Extracted information:
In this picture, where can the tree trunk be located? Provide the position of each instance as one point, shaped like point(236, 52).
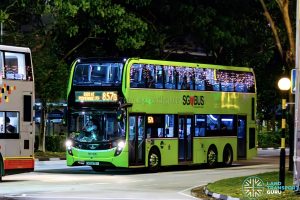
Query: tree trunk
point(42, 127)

...

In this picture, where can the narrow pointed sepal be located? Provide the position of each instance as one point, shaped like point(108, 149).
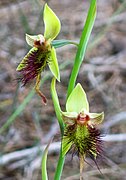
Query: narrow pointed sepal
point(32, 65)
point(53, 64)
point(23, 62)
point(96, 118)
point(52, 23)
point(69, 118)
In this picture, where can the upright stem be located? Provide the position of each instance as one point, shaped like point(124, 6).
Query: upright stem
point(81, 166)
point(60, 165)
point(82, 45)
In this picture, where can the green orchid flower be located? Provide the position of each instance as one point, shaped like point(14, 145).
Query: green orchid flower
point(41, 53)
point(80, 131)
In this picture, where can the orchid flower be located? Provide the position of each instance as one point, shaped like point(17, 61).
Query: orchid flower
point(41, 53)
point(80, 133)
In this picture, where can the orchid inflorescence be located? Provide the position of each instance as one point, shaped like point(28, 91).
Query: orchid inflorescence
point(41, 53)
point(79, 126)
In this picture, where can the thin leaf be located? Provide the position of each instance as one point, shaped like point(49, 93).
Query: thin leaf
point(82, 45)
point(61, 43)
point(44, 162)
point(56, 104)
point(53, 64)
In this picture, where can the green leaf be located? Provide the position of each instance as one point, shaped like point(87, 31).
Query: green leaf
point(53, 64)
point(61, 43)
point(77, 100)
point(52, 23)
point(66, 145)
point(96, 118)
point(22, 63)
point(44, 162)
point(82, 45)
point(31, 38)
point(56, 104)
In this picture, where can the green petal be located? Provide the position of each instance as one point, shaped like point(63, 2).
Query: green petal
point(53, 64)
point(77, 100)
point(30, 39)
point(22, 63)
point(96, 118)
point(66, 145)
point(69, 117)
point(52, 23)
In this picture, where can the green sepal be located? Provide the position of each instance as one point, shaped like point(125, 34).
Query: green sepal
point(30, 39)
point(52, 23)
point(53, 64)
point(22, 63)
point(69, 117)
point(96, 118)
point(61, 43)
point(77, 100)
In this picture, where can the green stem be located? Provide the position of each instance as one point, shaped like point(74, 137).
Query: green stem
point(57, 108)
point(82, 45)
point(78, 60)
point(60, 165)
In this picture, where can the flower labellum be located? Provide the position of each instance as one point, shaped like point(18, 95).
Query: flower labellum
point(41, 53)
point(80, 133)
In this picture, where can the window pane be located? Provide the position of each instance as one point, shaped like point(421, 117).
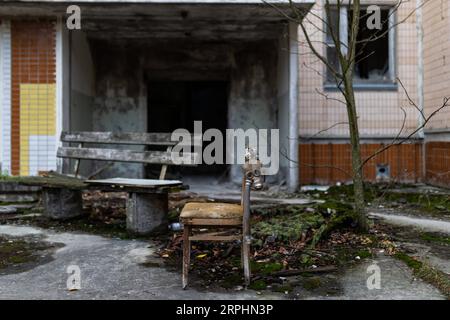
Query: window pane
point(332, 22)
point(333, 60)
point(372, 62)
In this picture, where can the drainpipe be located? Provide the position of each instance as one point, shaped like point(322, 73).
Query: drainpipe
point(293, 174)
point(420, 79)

Your objective:
Convert the entries in the part that opens with the line containing "In this picture, where can the window" and closes with the line containing "point(420, 79)" into a two-column CSV with the headers text and answer, one row per entry. Put each field in quotation marks, replace line breaks with spaces, and leave out the pictures.

Written reply:
text,answer
"In this picture, where can the window pane be located? Provide the position of each instance as one point, shaped like point(421, 117). Query: window pane","point(332, 22) point(333, 60) point(372, 62)"
"In this picture, where can the drainpipe be located? Provide the position of each instance as one point, shaped like point(322, 73). Query: drainpipe","point(293, 174) point(420, 79)"